[Required work]: Each entry below is to be transcribed exactly.

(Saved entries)
---+---

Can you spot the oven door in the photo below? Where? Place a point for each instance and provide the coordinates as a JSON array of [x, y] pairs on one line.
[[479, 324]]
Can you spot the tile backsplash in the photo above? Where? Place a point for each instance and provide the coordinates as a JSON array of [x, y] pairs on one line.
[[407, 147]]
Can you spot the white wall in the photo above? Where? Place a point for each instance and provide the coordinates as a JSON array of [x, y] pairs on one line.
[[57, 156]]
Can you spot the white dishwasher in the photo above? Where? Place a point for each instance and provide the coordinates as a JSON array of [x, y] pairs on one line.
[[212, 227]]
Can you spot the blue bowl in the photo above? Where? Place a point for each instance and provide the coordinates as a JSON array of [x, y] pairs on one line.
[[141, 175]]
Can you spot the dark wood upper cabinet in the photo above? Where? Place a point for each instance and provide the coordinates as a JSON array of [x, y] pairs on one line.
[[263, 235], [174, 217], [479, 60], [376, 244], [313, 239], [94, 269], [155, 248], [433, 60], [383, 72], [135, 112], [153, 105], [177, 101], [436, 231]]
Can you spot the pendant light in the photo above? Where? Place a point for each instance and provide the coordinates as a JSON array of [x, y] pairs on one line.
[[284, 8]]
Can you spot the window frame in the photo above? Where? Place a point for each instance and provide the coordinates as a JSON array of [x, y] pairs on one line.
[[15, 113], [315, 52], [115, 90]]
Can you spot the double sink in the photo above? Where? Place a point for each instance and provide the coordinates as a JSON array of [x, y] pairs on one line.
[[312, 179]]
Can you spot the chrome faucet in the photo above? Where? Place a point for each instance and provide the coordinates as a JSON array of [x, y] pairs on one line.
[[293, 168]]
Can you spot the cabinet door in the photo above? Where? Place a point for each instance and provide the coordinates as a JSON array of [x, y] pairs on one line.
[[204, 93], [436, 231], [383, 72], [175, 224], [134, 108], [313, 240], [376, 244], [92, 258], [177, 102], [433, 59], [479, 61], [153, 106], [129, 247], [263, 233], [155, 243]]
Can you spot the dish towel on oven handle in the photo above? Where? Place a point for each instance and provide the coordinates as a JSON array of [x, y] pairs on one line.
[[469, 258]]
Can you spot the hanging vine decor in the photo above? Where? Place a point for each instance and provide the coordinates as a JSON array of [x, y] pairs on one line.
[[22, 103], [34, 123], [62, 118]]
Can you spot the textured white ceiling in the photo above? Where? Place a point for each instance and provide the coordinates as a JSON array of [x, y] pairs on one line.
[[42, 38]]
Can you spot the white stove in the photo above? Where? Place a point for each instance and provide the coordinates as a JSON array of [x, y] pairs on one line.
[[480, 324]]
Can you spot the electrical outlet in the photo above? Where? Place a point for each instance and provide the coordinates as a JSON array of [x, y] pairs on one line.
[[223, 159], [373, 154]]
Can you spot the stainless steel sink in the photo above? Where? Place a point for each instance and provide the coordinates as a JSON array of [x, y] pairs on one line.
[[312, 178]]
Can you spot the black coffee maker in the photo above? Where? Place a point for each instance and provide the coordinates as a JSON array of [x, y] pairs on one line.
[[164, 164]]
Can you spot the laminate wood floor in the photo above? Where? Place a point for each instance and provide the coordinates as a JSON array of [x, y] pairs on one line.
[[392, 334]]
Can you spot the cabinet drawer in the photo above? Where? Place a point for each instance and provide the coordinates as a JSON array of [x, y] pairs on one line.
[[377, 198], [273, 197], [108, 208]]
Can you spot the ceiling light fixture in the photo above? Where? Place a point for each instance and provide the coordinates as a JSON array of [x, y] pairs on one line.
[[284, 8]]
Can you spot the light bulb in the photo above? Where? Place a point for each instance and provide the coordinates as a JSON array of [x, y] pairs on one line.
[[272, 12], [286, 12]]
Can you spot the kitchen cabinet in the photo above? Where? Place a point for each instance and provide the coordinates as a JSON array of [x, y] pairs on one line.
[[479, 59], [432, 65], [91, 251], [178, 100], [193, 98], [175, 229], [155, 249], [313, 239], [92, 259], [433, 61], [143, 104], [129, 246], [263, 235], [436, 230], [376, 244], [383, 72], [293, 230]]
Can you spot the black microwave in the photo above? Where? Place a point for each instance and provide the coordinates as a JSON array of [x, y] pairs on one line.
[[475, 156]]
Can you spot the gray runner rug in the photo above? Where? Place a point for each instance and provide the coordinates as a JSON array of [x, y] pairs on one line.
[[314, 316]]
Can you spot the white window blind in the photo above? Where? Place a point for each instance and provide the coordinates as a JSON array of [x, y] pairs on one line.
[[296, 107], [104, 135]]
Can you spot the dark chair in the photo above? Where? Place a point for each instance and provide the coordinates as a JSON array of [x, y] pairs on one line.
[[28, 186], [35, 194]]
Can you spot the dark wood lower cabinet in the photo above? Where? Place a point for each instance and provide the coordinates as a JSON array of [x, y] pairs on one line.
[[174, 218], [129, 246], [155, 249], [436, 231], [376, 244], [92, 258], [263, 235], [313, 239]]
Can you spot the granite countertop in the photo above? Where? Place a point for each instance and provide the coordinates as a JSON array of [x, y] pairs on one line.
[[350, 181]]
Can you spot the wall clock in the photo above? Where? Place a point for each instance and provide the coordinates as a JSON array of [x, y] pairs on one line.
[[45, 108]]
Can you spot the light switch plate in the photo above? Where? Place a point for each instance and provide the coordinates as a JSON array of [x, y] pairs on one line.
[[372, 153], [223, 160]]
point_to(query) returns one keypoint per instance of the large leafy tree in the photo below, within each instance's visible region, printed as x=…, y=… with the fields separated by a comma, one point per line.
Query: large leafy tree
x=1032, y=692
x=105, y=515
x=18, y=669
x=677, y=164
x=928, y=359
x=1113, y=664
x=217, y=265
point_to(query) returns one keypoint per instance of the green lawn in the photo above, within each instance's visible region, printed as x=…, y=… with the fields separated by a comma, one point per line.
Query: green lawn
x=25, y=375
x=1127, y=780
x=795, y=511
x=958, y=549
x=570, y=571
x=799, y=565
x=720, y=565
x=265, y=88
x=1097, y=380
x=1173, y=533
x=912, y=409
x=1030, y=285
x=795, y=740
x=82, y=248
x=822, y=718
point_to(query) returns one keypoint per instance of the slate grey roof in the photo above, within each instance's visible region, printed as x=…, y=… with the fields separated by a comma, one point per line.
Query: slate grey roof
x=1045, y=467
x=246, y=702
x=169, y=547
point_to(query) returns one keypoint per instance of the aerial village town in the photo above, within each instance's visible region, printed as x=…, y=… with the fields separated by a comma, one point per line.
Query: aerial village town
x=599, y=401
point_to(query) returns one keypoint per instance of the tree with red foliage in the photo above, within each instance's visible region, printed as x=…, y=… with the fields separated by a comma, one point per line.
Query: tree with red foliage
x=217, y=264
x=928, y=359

---+---

[Response to this task]:
Can you spot the oven door in the photo below? Where? Place a point for each instance and provide the coordinates as a JSON array of [x, y] pairs on one line.
[[479, 324]]
Can you spot the tile backsplash in the photo above? Where? Place a point for each instance and provide the coordinates as a JSON array of [x, y] pairs on one line.
[[407, 147]]
Can you spot the white wall in the photo above? Where? Place a point for each instance and provide the coordinates as a JSON array of [x, y] pairs on one line.
[[57, 156]]
Can you spot the white dishwasher in the photo above? Where? Place a point for each instance and provide the coordinates as a JSON array of [x, y] pairs on one line.
[[212, 227]]
Can you spot the blue bowl in the photo above? Where? Place a point for each instance and provide the coordinates as a JSON array of [x, y] pairs on one line.
[[141, 175]]
Can you spot the dark wood upper cabinet in the photo above? Where? Place a point for each instance and provide the coordinates as a JSON array of [x, y] pairs on one line.
[[263, 235], [174, 217], [479, 60], [376, 244], [313, 239], [94, 269], [155, 248], [433, 60], [383, 72], [135, 112], [153, 105], [177, 101], [436, 231]]
Can you spot the pendant light in the photo above? Where? Place a point for each instance and provide the coordinates as a JSON array of [x, y] pairs on one line.
[[284, 8]]
Can you spot the window frame in the photo above? Where? Place a point for each instance and provide the coordinates as a JSON array of [x, y] pairs on one line.
[[15, 113], [315, 52], [115, 90]]
Can you spot the double sink in the photo above? Where? Place a point for each instance and provide the coordinates as a JSON array of [x, y] pairs on one line.
[[312, 179]]
Can you spot the chrome faucet in the photo above? Where? Place a point for each instance and provide the coordinates as a JSON array of [x, y] pairs on one line.
[[293, 168]]
Can you spot the cabinet door in the photo above? Where? Place a point for each instance and provide the coordinates as a JSON array of [x, y] pairs on one line.
[[204, 93], [436, 231], [383, 72], [175, 224], [134, 108], [313, 240], [376, 244], [92, 258], [177, 102], [433, 59], [479, 61], [153, 106], [129, 247], [263, 233], [155, 243]]
Can you spot the dish towel on oven handle in the photo above? Where? Place a point for each instance and provide the coordinates as a JSON array of [x, y] pairs on one line.
[[469, 258]]
Can you spot the hanging vine decor in the photo above? Where? Place a point for each instance and provide the coordinates as a JSON array of [x, y] pairs on one line.
[[22, 103], [34, 123], [62, 118]]
Can you spot the textured white ceiling in the photo above? Where? Place a point for each instance and provide the coordinates as a JSON array of [x, y] pairs on one line.
[[42, 38]]
Can you spot the white stove in the photo above? Where? Place a point for each instance and provide the coordinates as a JSON array of [x, y] pairs on one line.
[[480, 324]]
Can you spot the electrical outlet in the photo above? Where? Place a point for each instance and provide the coordinates as a JSON array of [x, y] pairs on one line.
[[223, 159], [373, 154]]
Can you spot the stainless steel sink in the photo above? Where? Place a point for each instance and provide the coordinates as a JSON array of [x, y] pairs on one line.
[[312, 178]]
Can you spot the black coffee maker in the photo above? Where? Place a point for each instance and provide the coordinates as a JSON array of [x, y] pairs on one line.
[[164, 164]]
Can you spot the laminate wood floor in the photo above? Where? Place a point for each instance and provide the coordinates as a JSON array of [x, y] pairs on one line.
[[392, 334]]
Can you spot the cabinet drawer in the photo above? Where? Place a point for each instance and provide the coordinates as a JSON array of [x, y] pairs on one line.
[[377, 198], [273, 197], [108, 208]]
Can you spot the ceiling light fixture in the photo above? Where? Place a point for each instance and provide the coordinates as a JSON array of [x, y] pairs on one line.
[[284, 8]]
Can you spot the light bulb in the photo above? Where? Place a point for each instance and provide the coordinates as a JSON array of [x, y] pairs on one line.
[[272, 12], [286, 12]]
Can you spot the kitchen cabinet in the photo above? Where? Place a point for each instance and provide the coordinates as a JSON array of [x, y] pairs on one line.
[[479, 59], [432, 65], [91, 251], [178, 100], [193, 98], [175, 229], [155, 249], [313, 239], [92, 259], [433, 61], [143, 104], [129, 246], [263, 235], [436, 230], [376, 244], [383, 72], [293, 230]]
Can you spot the black microwave in the photo above? Where? Place a point for each instance and provide the coordinates as a JSON array of [x, y] pairs on one line.
[[475, 156]]
Can you spot the gray runner rug in the photo above? Where? Place a point for each instance and provide the coordinates as a JSON array of [x, y] pairs on one line.
[[314, 316]]
Can you spot the white window blind in the photo above? Where? Place a point for each instance and provide the coordinates as a JSON array of [x, y] pairs on one line.
[[296, 107], [104, 135]]
Can you spot the dark chair in the photo above? Where? Place a point for each instance and provide the coordinates as a JSON array of [x, y] pairs on one line.
[[28, 186], [35, 194]]
Can you spot the dark wood lower cabinet in the photo above? Where? Place a point for each instance and provide the coordinates as a JSON array of [x, y] pairs on one line.
[[174, 218], [129, 246], [155, 249], [436, 231], [376, 244], [92, 258], [263, 235], [313, 239]]
Can you spot the granite countertop in the photo above? Where? Place a point for each instance and provide the coordinates as a JSON array of [x, y] pairs on one line.
[[350, 181]]
Can you spot the wall clock in the photo above? Where? Place a point for each instance and provide the coordinates as a JSON array of [x, y] pairs on one line.
[[45, 108]]
Can you spot the light switch plate in the photo above? Where? Place a point for each instance and provide the coordinates as a JSON array of [x, y] pairs on one line.
[[372, 153], [223, 160]]
point_to(query) returns one keypoint per instance of the large leafy tree in the photo below, within each instance's visible region, printed as x=…, y=… with the fields separated by a comma, one point per line.
Query: large leafy tree
x=1032, y=692
x=105, y=515
x=18, y=669
x=677, y=164
x=928, y=359
x=1113, y=664
x=217, y=265
point_to(query) returns one keypoint per instance of the green lawn in the photo above, within each instance's visible region, printed as x=…, y=… with the fields separated by a comma, one point per line.
Query: green lawn
x=25, y=375
x=1127, y=780
x=795, y=511
x=958, y=549
x=570, y=571
x=799, y=565
x=720, y=565
x=265, y=88
x=1097, y=380
x=1173, y=533
x=912, y=409
x=1030, y=285
x=795, y=740
x=82, y=248
x=822, y=718
point_to(query) returns one keypoint per instance of the slate grey roof in the photo above, within each instance's visible region, printed as x=…, y=… with the fields separated by a comma, one point per line.
Query: slate grey roof
x=1045, y=467
x=246, y=702
x=169, y=547
point_to(query) returns one keypoint per instance of the aerial village town in the photo above, within each instance's visible region, printed as x=…, y=… with the fields separated by a comma, one point per line.
Query: aerial village town
x=599, y=401
point_to(query) returns one keypoint per instance of the tree with red foliage in the photo above, within each instance's visible region, printed as x=…, y=… with the fields separated by a comma, one point per line.
Query: tree with red foliage
x=217, y=264
x=928, y=359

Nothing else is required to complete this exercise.